Apply what you read —
A: List each city, country, and university named in the coffee passage.
B: Does the coffee passage agree with each statement? (i) Dubie's family came from Ethiopia. (ii) Dubie's father hand roasted coffee at home. (iii) Dubie attended Eastern Washington University.

February 22, 2021
COVID-19 and travel at SEA Airport
Solomon Dubie was raised in Seattle, a city known for its coffee obsession, the birthplace of Starbucks, and countless independent coffeeshops that line the neighborhoods. Growing up in a city fueled by the brew, Dubie’s family, originally from Ethiopia, maintained their own Ethiopian coffee culture and traditions. Dubie's mother hand roasted coffee at home, brewing in an Ethiopian ceremony. These memories and traditions stayed with him, fueling a passion that would influence his career and introduce Seattleites to his Ethiopian-style brand of coffee.
Ethiopia is considered the birthplace of the coffee plant and coffee culture. While attending Eastern Washington University and thinking about his future, Dubie realized that his unique experience with coffee would be interesting to others. Dubie wanted to show something new to coffee connoisseurs by giving them a new coffee experience that incorporated Ethiopian coffee culture.

Referring expression pointing data
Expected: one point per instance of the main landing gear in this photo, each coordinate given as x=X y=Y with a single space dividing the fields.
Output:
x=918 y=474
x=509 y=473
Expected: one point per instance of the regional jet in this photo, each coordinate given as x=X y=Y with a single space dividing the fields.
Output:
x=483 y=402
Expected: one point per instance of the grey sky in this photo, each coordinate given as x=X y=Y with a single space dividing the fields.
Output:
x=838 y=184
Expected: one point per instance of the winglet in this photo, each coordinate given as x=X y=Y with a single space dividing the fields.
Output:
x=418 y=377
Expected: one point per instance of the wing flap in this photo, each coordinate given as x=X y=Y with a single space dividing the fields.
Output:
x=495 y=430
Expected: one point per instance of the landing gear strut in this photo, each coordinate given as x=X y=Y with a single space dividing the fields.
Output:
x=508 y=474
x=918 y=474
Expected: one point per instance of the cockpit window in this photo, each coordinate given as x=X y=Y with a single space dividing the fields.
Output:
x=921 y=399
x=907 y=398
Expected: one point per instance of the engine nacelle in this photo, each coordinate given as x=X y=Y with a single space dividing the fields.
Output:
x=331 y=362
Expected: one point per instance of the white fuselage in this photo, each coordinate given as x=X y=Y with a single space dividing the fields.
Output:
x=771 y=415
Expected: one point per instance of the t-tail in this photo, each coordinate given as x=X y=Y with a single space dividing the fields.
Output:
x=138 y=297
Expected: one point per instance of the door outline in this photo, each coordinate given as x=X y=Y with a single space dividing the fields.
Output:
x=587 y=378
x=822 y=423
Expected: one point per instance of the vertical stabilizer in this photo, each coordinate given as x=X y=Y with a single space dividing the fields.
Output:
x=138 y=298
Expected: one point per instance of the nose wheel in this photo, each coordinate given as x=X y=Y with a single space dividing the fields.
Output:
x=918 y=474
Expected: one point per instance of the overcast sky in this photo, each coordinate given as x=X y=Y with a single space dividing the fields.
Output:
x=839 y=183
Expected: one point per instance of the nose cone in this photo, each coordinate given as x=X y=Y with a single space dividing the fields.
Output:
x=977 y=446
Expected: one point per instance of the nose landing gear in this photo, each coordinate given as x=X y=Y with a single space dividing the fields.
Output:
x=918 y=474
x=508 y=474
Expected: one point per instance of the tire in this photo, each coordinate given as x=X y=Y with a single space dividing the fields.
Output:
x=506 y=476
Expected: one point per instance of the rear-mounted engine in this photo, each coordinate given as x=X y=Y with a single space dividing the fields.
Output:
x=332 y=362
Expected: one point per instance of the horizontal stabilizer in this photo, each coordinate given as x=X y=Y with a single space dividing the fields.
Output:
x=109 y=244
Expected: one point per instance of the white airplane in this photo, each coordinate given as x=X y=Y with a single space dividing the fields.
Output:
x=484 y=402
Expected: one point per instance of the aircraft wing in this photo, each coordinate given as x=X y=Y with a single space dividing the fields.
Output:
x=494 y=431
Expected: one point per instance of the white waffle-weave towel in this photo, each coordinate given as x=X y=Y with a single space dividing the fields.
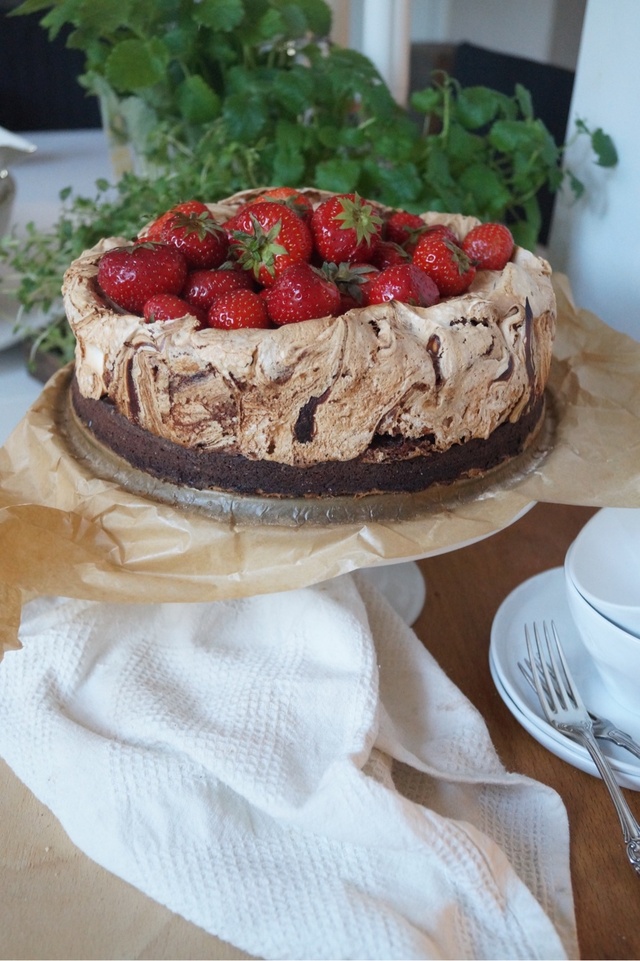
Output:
x=292 y=772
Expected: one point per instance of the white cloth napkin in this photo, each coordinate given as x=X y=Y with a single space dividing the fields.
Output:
x=293 y=772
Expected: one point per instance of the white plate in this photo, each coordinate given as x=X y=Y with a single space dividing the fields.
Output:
x=543 y=598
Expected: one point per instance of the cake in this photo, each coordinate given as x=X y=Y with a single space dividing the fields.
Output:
x=386 y=397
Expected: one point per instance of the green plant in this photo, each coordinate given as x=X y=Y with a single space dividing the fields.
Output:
x=222 y=95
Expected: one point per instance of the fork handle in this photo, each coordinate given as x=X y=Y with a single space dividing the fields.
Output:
x=630 y=827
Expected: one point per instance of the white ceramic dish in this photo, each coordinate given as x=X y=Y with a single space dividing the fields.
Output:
x=604 y=564
x=615 y=652
x=541 y=598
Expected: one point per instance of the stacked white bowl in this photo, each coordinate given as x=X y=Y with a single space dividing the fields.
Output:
x=602 y=574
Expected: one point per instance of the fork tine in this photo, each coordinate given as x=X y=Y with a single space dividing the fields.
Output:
x=546 y=663
x=534 y=659
x=572 y=691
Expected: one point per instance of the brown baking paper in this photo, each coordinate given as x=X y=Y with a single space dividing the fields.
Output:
x=68 y=526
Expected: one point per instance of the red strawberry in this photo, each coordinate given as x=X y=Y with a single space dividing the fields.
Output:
x=346 y=227
x=170 y=307
x=445 y=262
x=201 y=240
x=404 y=282
x=404 y=229
x=154 y=230
x=266 y=238
x=489 y=246
x=353 y=281
x=302 y=293
x=130 y=275
x=202 y=287
x=388 y=253
x=239 y=308
x=443 y=231
x=290 y=197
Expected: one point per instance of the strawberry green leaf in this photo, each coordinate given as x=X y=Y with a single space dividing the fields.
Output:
x=475 y=107
x=486 y=187
x=603 y=146
x=339 y=176
x=136 y=64
x=198 y=103
x=223 y=15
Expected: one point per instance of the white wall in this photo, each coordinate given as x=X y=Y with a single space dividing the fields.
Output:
x=544 y=30
x=595 y=241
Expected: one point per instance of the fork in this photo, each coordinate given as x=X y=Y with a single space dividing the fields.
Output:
x=603 y=728
x=565 y=711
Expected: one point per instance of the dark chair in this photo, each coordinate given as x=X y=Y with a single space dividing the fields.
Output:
x=39 y=89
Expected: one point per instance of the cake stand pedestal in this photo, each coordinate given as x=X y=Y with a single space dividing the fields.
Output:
x=403 y=585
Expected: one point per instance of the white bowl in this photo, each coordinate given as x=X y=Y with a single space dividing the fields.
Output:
x=614 y=651
x=604 y=565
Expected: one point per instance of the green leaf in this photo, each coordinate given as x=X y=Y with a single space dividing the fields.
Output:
x=317 y=14
x=294 y=89
x=288 y=161
x=246 y=117
x=475 y=107
x=396 y=185
x=524 y=101
x=224 y=15
x=136 y=64
x=197 y=102
x=427 y=101
x=576 y=184
x=491 y=197
x=465 y=148
x=604 y=149
x=512 y=135
x=103 y=16
x=526 y=227
x=339 y=176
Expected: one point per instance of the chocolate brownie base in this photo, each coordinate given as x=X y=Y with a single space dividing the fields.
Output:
x=396 y=468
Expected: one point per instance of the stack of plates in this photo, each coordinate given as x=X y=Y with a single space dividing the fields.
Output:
x=538 y=599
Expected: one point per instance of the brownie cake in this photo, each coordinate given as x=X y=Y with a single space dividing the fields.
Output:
x=383 y=397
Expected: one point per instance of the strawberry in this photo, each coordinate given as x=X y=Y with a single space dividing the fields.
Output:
x=239 y=308
x=202 y=287
x=290 y=197
x=198 y=237
x=445 y=262
x=170 y=307
x=346 y=227
x=266 y=238
x=443 y=231
x=404 y=282
x=130 y=275
x=489 y=246
x=404 y=229
x=154 y=230
x=353 y=281
x=301 y=293
x=387 y=253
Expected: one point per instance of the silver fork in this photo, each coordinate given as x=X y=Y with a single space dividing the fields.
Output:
x=603 y=728
x=565 y=711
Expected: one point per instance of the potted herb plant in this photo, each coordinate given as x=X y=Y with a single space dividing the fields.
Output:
x=221 y=95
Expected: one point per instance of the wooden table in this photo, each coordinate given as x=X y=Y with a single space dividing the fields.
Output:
x=55 y=903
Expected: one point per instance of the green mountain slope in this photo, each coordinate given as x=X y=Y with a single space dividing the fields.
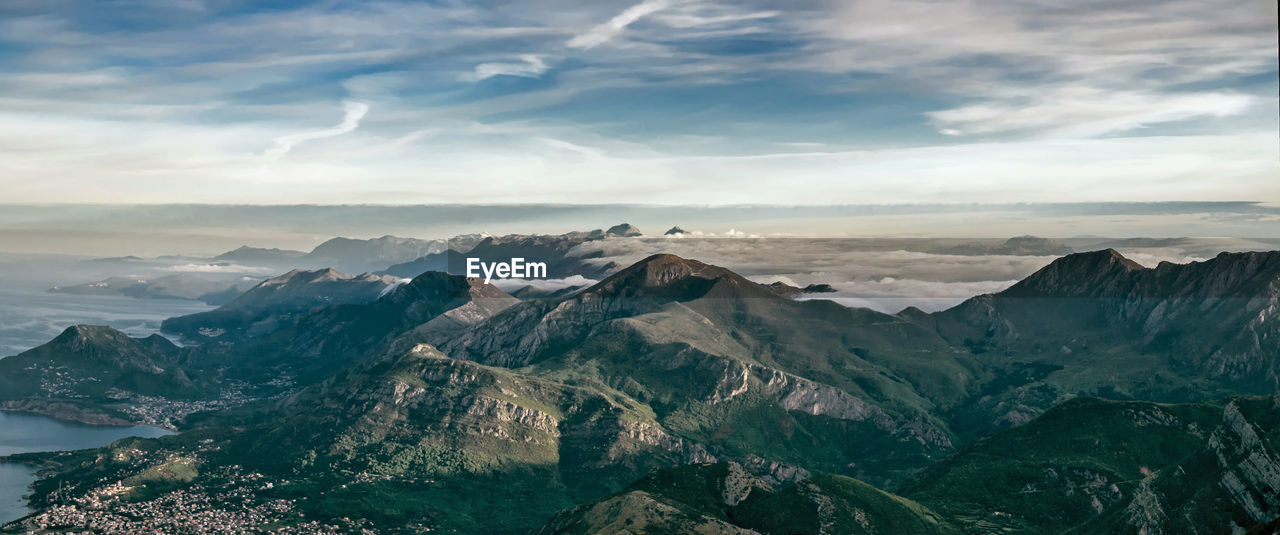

Answers given —
A: Seattle (city), Ethiopia (country), Eastern Washington University (university)

B:
(i) Yes: "Dubie’s family, originally from Ethiopia"
(ii) No: "Dubie's mother hand roasted coffee at home"
(iii) Yes: "While attending Eastern Washington University"